REEKS OPDRACHTEN
1) Welke partijen of instanties worden in het tekstfragment over de inlichtingenverplichting van appellant genoemd? Geef ze allemaal.
2) Geef bij elke bewering aan of die klopt met het tekstfragment over de inlichtingenverplichting van appellant. Antwoord met ja of nee en citeer de woorden uit de tekst die de doorslag geven.
(a) De woning is op 14 september 2001 gekocht voor DM 270.000,--.
(b) De Raad gaat mee in de stelling van appellant dat de bescheiden laten zien welke waarde de woning had.
(c) Appellant heeft de woning laten taxeren.
3) Hervat het tekstfragment over de inlichtingenverplichting van appellant na de laatste zin ervan.

TEKSTFRAGMENT
___

Uit de gedingstukken blijkt voorts dat het College appellant heeft gevraagd om gegevens te verstrekken waaruit de actuele waarde van de woning blijkt. Appellant heeft vervolgens bescheiden overgelegd waaruit blijkt dat de prijs waarvoor de woning op 14 september 2001 is gekocht (DM 270.000,--) even hoog is als de op die woning rustende hypotheek. De Raad volgt appellant niet in zijn stelling dat uit die bescheiden kan worden afgeleid welke waarde de woning ten tijde hier van belang had. De Raad neemt daarbij in aanmerking dat de verkoop van de woning op 14 september 2001 – waardoor appellant mede-eigenaar werd van die woning - een gedwongen karakter had. Aangezien de door het College gevraagde gegevens onmiskenbaar van belang kunnen zijn voor de verlening van bijstand en appellant die gegevens niet heeft verstrekt, heeft appellant de op hem rustende wettelijke inlichtingenverplichting geschonden. Het feit dat appellant de woning niet heeft laten taxeren, naar hij stelt omdat hij daarvoor geen geld had, dient voor zijn rekening en risico te blijven.

___

GETOONDE GEGEVENS
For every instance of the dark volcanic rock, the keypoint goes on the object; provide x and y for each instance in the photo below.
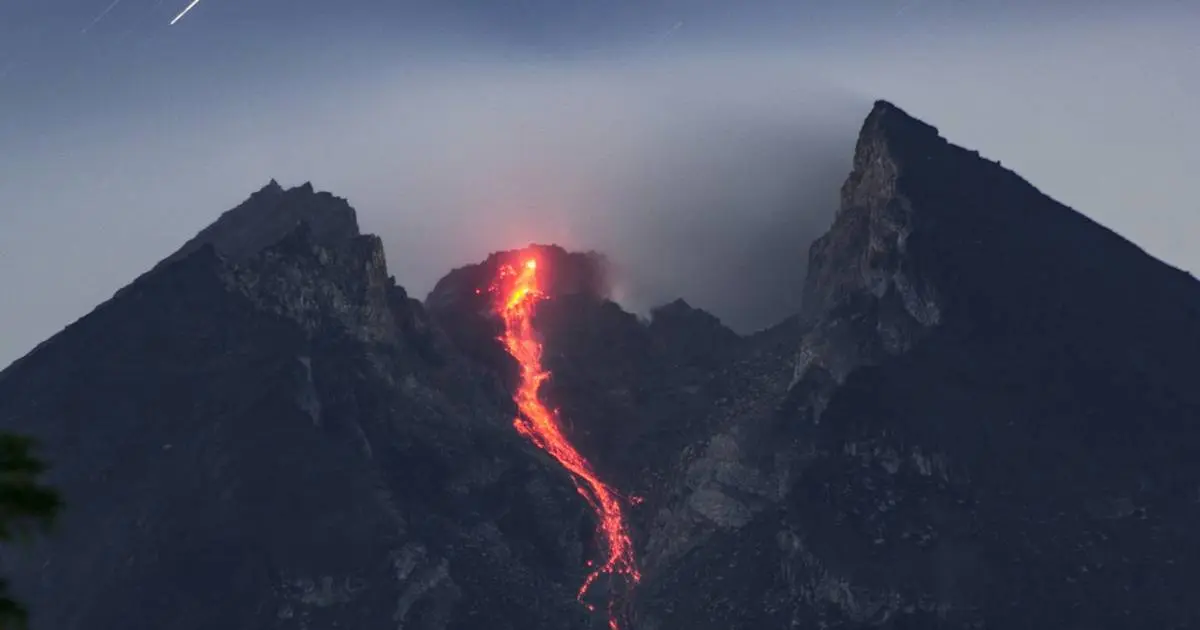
(983, 418)
(267, 444)
(989, 423)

___

UITGEWERKTE OPDRACHTEN
1)
- Het College
- Appellant
- De Raad

2)
(a) Ja: "de prijs waarvoor de woning op 14 september 2001 is gekocht (DM 270.000,--)"
(b) Nee: "De Raad volgt appellant niet in zijn stelling dat uit die bescheiden kan worden afgeleid welke waarde de woning ten tijde hier van belang had."
(c) Nee: "Het feit dat appellant de woning niet heeft laten taxeren"

3)
De Raad stelt vast dat appellant ook nadien geen gegevens heeft verstrekt waaruit blijkt hoeveel de woning ten tijde hier van belang waard was. Daardoor is onduidelijkheid blijven bestaan over de omvang van het vermogen van appellant. De Raad is dan ook van oordeel dat als gevolg van schending van de wettelijke inlichtingenverplichting het recht op bijstand van appellant niet kan worden vastgesteld. Het College heeft de aanvraag van appellant om bijstand derhalve terecht afgewezen.
Uit het voorgaande vloeit voort dat het hoger beroep niet slaagt zodat de aangevallen uitspraak voor bevestiging in aanmerking komt.
De Raad ziet geen aanleiding voor een veroordeling in de proceskosten.
III. BESLISSING
De Centrale Raad van Beroep;
Recht doende:
Bevestigt de aangevallen uitspraak.
Deze uitspraak is gedaan door R.H.M. Roelofs als voorzitter en C. van Viegen en J.J.A. Kooijman als leden. De beslissing is, in tegenwoordigheid van P.N. Rijnsewijn als girffier, uitgesproken in het openbaar op 9 januari 2007.
(get.) R.H.M. Roelofs.
(get.) P.N. Rijnsewijn.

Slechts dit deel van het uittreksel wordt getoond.